Javier Garron was once three months away from quitting comic books altogether, but now he's drawing Spider-Man for Marvel Comics.
Garron, who has been drawing Spider-Man: The Clone Conspiracy tie-in stories in both Amazing Spider-Man and the most recent Marvel Free Comic Book Day title, told Newsarama that he spent nine years (unsuccessfully) trying to break into comic books before a chance meeting with an editor turned everything around.
The Spanish artist has been working on Spider-Man since he completed a stint on Star-Lord and last year's Inferno, where he first caught the eye of many fans. Newsarama spoke with the artist about his work on Spider-Man, the "responsibility" of drawing such a high-profile character, and his ambitious and heartfelt plans for his future.
Newsarama: Javier, what are you working on today?
Javier Garron: I always prefer to wait and let editorial make the announcements in their own terms, so I prefer not to say it yet, hope you understand and forgive me! But I'll try to give you some details though! I'm helping out with - what it seems to me - a big, important project for Marvel, surrounded with A-Game names. I feel quite overwhelmed actually! Lots of characters, epic set pieces and some dramatic events happening there long promised to fans!

Material shown ▸

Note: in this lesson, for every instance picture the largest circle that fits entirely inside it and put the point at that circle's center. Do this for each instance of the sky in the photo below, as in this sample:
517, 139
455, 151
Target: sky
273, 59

Short problem ▸
In the article about Javier Garron, how many years did he spend trying to break into comic books before a chance meeting with an editor?

Expected output ▸
Nine years.